AVAILABLE RECORDS:
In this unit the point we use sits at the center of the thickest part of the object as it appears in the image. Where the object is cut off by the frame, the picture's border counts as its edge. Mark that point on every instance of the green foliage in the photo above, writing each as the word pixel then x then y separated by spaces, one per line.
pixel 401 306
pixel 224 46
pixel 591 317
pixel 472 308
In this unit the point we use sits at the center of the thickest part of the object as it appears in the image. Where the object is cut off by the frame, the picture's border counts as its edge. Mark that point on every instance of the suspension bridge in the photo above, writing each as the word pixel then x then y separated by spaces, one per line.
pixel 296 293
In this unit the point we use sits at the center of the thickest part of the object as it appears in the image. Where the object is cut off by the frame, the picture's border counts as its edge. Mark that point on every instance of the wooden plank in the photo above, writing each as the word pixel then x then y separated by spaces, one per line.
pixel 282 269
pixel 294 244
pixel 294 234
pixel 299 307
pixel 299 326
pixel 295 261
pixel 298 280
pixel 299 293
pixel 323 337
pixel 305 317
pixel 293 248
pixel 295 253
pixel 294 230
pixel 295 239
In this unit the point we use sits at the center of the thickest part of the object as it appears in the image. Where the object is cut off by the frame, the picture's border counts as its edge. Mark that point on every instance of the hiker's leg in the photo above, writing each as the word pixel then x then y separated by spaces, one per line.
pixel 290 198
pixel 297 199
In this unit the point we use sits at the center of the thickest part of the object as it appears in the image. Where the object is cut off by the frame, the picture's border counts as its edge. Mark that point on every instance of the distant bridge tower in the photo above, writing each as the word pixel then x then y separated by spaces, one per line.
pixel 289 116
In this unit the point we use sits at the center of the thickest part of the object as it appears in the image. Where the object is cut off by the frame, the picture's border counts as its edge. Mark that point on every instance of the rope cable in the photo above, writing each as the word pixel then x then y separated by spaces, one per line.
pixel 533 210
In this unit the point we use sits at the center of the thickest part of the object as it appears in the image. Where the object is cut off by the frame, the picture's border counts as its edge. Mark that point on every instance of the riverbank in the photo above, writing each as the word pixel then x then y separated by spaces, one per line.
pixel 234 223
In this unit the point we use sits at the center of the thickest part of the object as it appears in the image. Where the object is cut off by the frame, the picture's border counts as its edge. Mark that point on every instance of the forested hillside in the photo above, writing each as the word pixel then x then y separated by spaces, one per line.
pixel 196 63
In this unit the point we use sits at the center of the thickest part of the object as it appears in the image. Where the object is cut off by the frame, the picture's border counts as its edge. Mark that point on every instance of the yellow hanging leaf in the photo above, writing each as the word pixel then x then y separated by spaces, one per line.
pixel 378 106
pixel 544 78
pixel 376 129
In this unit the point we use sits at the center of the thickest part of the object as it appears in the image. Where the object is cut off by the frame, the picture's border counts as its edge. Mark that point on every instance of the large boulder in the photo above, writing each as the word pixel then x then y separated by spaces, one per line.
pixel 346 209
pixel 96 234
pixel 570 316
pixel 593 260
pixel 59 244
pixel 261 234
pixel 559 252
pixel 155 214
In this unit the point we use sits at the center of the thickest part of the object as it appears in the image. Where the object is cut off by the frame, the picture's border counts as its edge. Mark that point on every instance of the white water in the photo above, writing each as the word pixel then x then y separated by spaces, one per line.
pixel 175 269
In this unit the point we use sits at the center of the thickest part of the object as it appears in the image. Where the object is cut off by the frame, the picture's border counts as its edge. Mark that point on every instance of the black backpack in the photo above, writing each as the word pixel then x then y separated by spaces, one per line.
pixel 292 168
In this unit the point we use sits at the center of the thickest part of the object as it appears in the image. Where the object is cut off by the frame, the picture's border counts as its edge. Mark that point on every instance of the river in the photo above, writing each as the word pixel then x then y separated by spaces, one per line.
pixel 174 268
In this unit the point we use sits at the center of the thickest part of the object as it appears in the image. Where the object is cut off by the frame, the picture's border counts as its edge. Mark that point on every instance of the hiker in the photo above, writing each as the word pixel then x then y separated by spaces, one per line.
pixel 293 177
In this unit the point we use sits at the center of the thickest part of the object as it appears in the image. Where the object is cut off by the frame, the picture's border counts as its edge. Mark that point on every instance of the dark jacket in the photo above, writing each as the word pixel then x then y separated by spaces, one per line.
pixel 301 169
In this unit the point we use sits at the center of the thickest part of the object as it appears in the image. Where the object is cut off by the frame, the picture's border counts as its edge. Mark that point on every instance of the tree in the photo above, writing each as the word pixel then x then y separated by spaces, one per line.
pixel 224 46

AIM OF THE EXERCISE:
Recast every line of the records above as a JSON list of strings, one string per line, omitting any blank lines.

ANSWER BELOW:
[
  "In this unit the point we use sits at the center of the thickest part of the object as it appears in the image. Where the object is cut off by the frame, the picture's border counts as its edge. Mark that point on every instance of the green foliage in the photo above, writing each as the word pixel then x then y separated by spaces, one per line.",
  "pixel 401 306",
  "pixel 224 46",
  "pixel 591 317",
  "pixel 472 308",
  "In this unit the point we use sits at the center of the thickest part of the object as it appears in the image. Where the object is cut off by the frame, the picture's border counts as its edge. Mark that point on every instance of the suspension bridge in the photo above, writing each as the word pixel then x then y separated by spaces, one per line.",
  "pixel 296 293",
  "In this unit the point we use sits at the center of the thickest part of the object as it appears in the image. Where the object is cut off by the frame, the picture's border counts as its edge. Mark that point on every instance of the wooden plank in the photo above, writing each as the word pixel then x then y separated by spaces, one per line.",
  "pixel 282 269",
  "pixel 294 244",
  "pixel 294 234",
  "pixel 299 307",
  "pixel 299 326",
  "pixel 295 261",
  "pixel 298 280",
  "pixel 299 293",
  "pixel 323 337",
  "pixel 305 317",
  "pixel 293 248",
  "pixel 295 253",
  "pixel 294 230",
  "pixel 295 239",
  "In this unit the point we use sits at the center of the thickest part of the object as it appears in the image. Where the object is cut off by the frame, the picture's border counts as its edge. Mark that point on every instance of the hiker's leg in the photo above, writing each as the word pixel then x then y separated by spaces, one per line.",
  "pixel 290 198",
  "pixel 297 199",
  "In this unit the point we use sits at the center of the thickest part of the object as it appears in the image. Where the object is cut off by the frame, the picture's border counts as its edge. Mark that point on every instance of the distant bridge tower in the photo above, writing each as the word pixel then x then y separated by spaces, one per line.",
  "pixel 289 116",
  "In this unit the point we use sits at the center of the thickest part of the object as it appears in the image. Where the object is cut off by the frame, the picture's border counts as its edge. Mark that point on every instance of the rope cable in the photo above, writing each as the word pixel then x then y separated by spaces, one per line.",
  "pixel 533 210",
  "In this unit the point we use sits at the center of the thickest part of the object as it appears in the image. Where the object is cut off by the frame, the picture's border counts as its edge. Mark that point on every instance of the riverbank in the photo above, writing each as the word pixel then x then y separated by spaces, one per line.",
  "pixel 234 223",
  "In this unit the point we use sits at the center of the thickest part of the object as it appears in the image. Where the object is cut off by the frame, the picture's border counts as its edge. Mark that point on every instance of the forested hillside in the photo above, writing each as the word pixel then x then y separated by spaces, one per line.",
  "pixel 196 63",
  "In this unit the point we use sits at the center of the thickest part of the object as it appears in the image. Where the object is cut off by the frame, the picture's border counts as its edge. Mark that point on every instance of the yellow hanging leaf in the photo above, writing each as the word pixel then x then y separated by spaces, one per line.",
  "pixel 378 106",
  "pixel 544 78",
  "pixel 376 129",
  "In this unit the point we use sits at the center of the thickest part of the object as it appears in the image. Where the object is cut off by the frame, the picture's border counts as its edge. Mark that point on every instance of the large boulder in the photo above, writing each as the word pixel then x then y separated by spaces, one per line.",
  "pixel 346 209",
  "pixel 96 234",
  "pixel 570 316",
  "pixel 593 260",
  "pixel 59 244",
  "pixel 261 234",
  "pixel 559 252",
  "pixel 155 214",
  "In this unit the point we use sits at the center of the thickest part of the object as it appears in the image. Where the object is cut off by the frame, the picture's border counts as its edge. Mark that point on every instance of the white water in the photo above, writing each as the word pixel then x then y separated by spaces, one per line.",
  "pixel 175 269",
  "In this unit the point we use sits at the center of the thickest part of the object as it appears in the image. Where the object is cut off by the frame, the picture's border counts as its edge. Mark that point on every instance of the black backpack in the photo above, writing each as the word pixel then x then y separated by spaces, one per line.",
  "pixel 292 168",
  "In this unit the point we use sits at the center of the thickest part of the object as it appears in the image. Where the object is cut off by the frame, the picture's border counts as its edge. Mark that point on every instance of the river in the photo above, writing each as the word pixel then x then y separated by spaces, one per line.",
  "pixel 174 268",
  "In this unit the point we use sits at the center of the thickest part of the object as it appears in the image. Where the object is cut off by the frame, the picture's border counts as its edge. Mark that point on every instance of the hiker in the photo above, writing each as the word pixel then x then y separated by spaces, one per line.",
  "pixel 293 177",
  "In this unit the point we use sits at the center of the thickest part of the object as it appears in the image. Where the object is cut off by the frame, the picture's border counts as its edge. Mark that point on every instance of the dark jacket in the photo above, writing each as the word pixel then x then y separated by spaces, one per line.",
  "pixel 301 169",
  "In this unit the point we use sits at the center of the thickest part of the object as it appears in the image. Where the object is cut off by the frame, the picture's border counts as its edge. Mark that point on every instance of the tree in the photo above, writing each as the word pixel then x then y separated by spaces, one per line.",
  "pixel 224 46"
]